短い課題:
以下のレコードをすべて、1行を1つの文字列とするJSONリストで表してください。空行は省き、画像は出力に含めないでください。

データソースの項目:
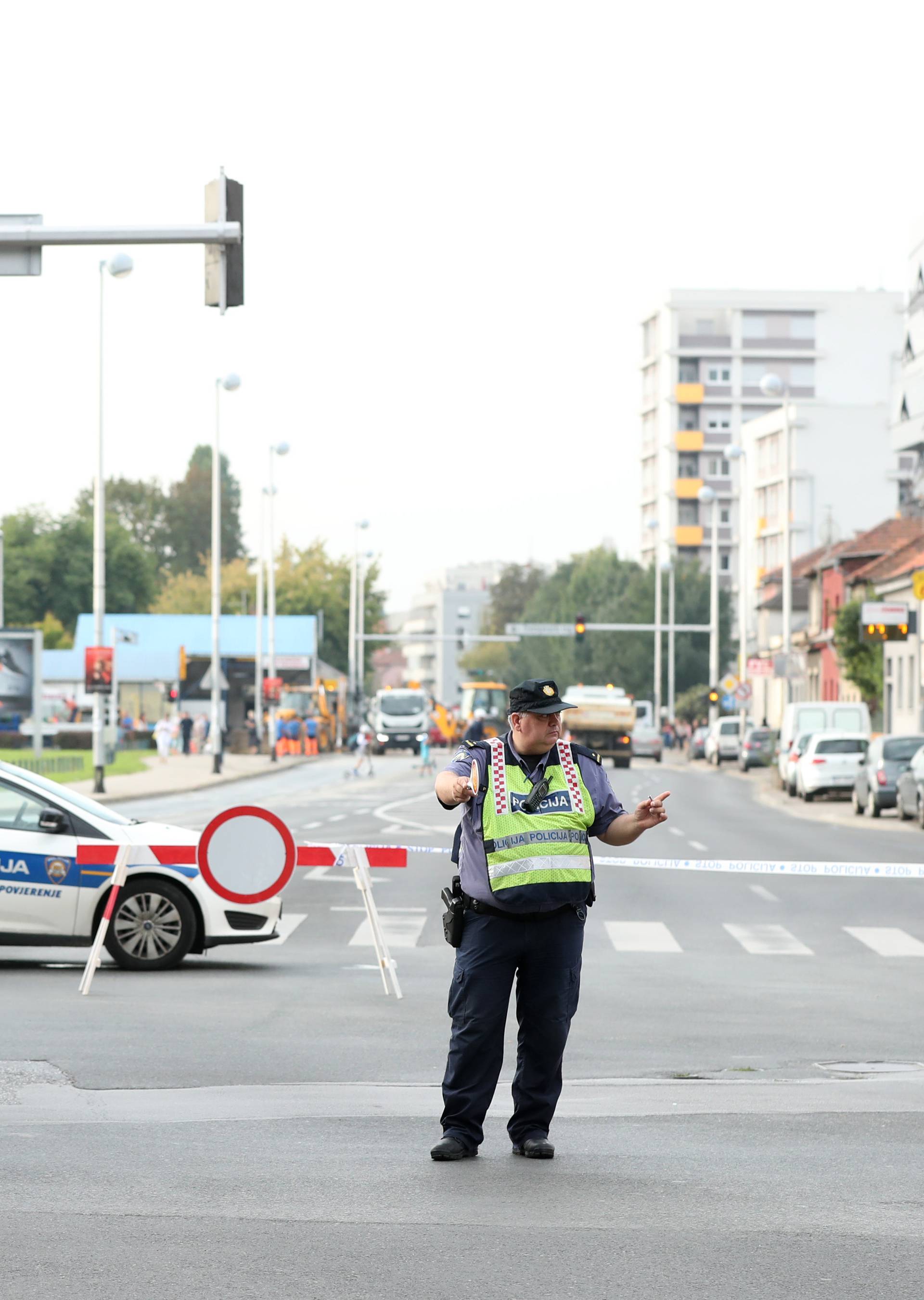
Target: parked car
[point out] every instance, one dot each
(910, 790)
(796, 751)
(818, 715)
(830, 764)
(876, 786)
(758, 749)
(698, 743)
(646, 741)
(723, 740)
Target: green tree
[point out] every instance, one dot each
(609, 589)
(861, 661)
(188, 515)
(511, 595)
(140, 506)
(691, 704)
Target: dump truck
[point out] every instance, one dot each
(602, 721)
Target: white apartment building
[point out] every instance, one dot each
(453, 602)
(908, 393)
(705, 353)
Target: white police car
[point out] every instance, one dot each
(47, 899)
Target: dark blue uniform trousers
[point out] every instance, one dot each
(546, 959)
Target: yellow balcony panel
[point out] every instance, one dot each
(689, 394)
(688, 535)
(689, 440)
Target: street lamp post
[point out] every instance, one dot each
(119, 267)
(672, 661)
(707, 497)
(351, 632)
(739, 454)
(277, 449)
(258, 648)
(653, 526)
(231, 383)
(772, 387)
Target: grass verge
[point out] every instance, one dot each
(127, 762)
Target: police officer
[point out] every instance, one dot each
(527, 881)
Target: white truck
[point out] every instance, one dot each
(399, 719)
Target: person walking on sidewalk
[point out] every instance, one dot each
(527, 879)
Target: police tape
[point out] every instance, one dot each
(731, 866)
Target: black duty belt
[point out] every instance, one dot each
(485, 909)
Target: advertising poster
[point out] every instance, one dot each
(98, 670)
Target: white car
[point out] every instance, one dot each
(723, 740)
(830, 764)
(46, 899)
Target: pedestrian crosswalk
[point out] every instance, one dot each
(406, 929)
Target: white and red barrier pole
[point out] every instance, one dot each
(119, 875)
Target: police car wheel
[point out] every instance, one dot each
(153, 927)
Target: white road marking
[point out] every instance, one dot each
(384, 812)
(288, 925)
(641, 936)
(769, 940)
(380, 909)
(310, 875)
(401, 930)
(888, 940)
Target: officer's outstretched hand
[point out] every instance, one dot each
(650, 813)
(462, 791)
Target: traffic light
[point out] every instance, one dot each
(876, 632)
(225, 263)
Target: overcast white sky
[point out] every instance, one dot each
(455, 216)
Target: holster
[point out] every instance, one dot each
(454, 917)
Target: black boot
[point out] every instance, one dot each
(536, 1148)
(451, 1148)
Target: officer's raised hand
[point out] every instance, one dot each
(629, 826)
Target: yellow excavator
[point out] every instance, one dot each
(488, 697)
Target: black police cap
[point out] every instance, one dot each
(537, 697)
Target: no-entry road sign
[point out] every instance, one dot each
(246, 855)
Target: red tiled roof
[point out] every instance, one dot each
(893, 565)
(878, 544)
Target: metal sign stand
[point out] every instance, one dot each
(119, 875)
(355, 856)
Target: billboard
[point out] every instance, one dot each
(17, 670)
(98, 670)
(21, 682)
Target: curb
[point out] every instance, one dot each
(206, 786)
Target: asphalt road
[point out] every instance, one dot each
(258, 1122)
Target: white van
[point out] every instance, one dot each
(817, 715)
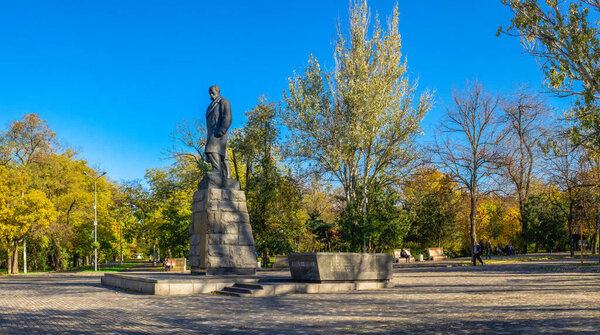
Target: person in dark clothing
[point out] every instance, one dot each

以下に結果:
[
  "Target: parked car",
  "[point out] every instance, one dot each",
  "(910, 790)",
  "(796, 751)",
  "(818, 715)",
  "(830, 764)",
  "(876, 786)",
  "(758, 749)",
  "(698, 743)",
  "(646, 741)",
  "(723, 740)",
  "Target: green tree",
  "[point out] every instance, one dot each",
  "(609, 589)",
  "(861, 661)",
  "(188, 515)",
  "(511, 595)",
  "(140, 506)",
  "(691, 704)",
  "Target: dump truck",
  "[point out] every instance, one dot each",
  "(602, 721)",
  "Target: white apartment building",
  "[point out] every instance, one dot each",
  "(453, 602)",
  "(908, 393)",
  "(705, 353)",
  "Target: white police car",
  "[point out] every instance, one dot each",
  "(47, 899)",
  "Target: dark blue uniform trousers",
  "[point out] every instance, one dot each",
  "(546, 959)",
  "Target: yellow balcony panel",
  "[point out] every instance, one dot each",
  "(689, 394)",
  "(688, 535)",
  "(689, 440)",
  "Target: street lamp post",
  "[point out] every instance, one dot each",
  "(119, 267)",
  "(672, 661)",
  "(707, 497)",
  "(351, 632)",
  "(739, 454)",
  "(277, 449)",
  "(258, 648)",
  "(653, 526)",
  "(231, 383)",
  "(772, 387)",
  "Target: grass verge",
  "[point out] every instance, one dot each",
  "(127, 762)",
  "Target: police officer",
  "[point out] every instance, one dot each",
  "(527, 881)",
  "Target: white truck",
  "[point out] every instance, one dot each",
  "(399, 719)",
  "Target: person walking on sidewalk",
  "[point out] every instance, one dot each",
  "(527, 879)",
  "Target: police tape",
  "[point out] every instance, one dot each",
  "(731, 866)",
  "Target: black duty belt",
  "[point out] every instance, one dot each",
  "(485, 909)",
  "Target: advertising poster",
  "[point out] every instance, one dot each",
  "(98, 670)",
  "Target: white car",
  "[point out] every instance, one dot each",
  "(723, 740)",
  "(830, 764)",
  "(46, 899)",
  "Target: pedestrian crosswalk",
  "[point out] every instance, one dot each",
  "(406, 929)",
  "Target: white and red barrier pole",
  "[point out] every instance, one dot each",
  "(119, 875)",
  "Target: police car wheel",
  "[point out] every instance, one dot each",
  "(153, 927)",
  "Target: white road marking",
  "[point out] every instance, one dot each",
  "(384, 812)",
  "(288, 925)",
  "(641, 936)",
  "(769, 940)",
  "(380, 909)",
  "(310, 875)",
  "(401, 930)",
  "(888, 940)",
  "Target: officer's outstretched hand",
  "[point out] every instance, one dot each",
  "(650, 813)",
  "(462, 791)",
  "Target: traffic light",
  "[point out] every instance, one dot each",
  "(876, 632)",
  "(225, 263)",
  "Target: overcast white sky",
  "[point out] every instance, one dot each",
  "(455, 216)",
  "Target: holster",
  "[point out] every instance, one dot each",
  "(454, 917)",
  "Target: black boot",
  "[point out] every instance, one dot each",
  "(536, 1148)",
  "(451, 1148)",
  "Target: officer's raised hand",
  "[point out] every instance, one dot each",
  "(629, 826)",
  "Target: yellow excavator",
  "[point out] every instance, one dot each",
  "(488, 697)",
  "Target: black police cap",
  "[point out] every instance, one dot each",
  "(537, 697)",
  "Target: no-entry road sign",
  "[point out] every instance, one dot each",
  "(246, 855)",
  "Target: red tiled roof",
  "[point out] every instance, one dot each",
  "(893, 565)",
  "(878, 544)",
  "Target: metal sign stand",
  "[point out] every instance, one dot each",
  "(119, 875)",
  "(355, 856)",
  "Target: billboard",
  "[point out] every instance, one dot each",
  "(17, 670)",
  "(98, 670)",
  "(21, 682)",
  "Target: curb",
  "[point out] every instance, one dot each",
  "(206, 786)",
  "Target: asphalt road",
  "[point out] every instance, one dot each",
  "(258, 1122)",
  "Target: white van",
  "[point out] every instance, one dot each",
  "(817, 715)",
  "Target: person in dark clothing",
  "[point out] every instance, one dot each"
]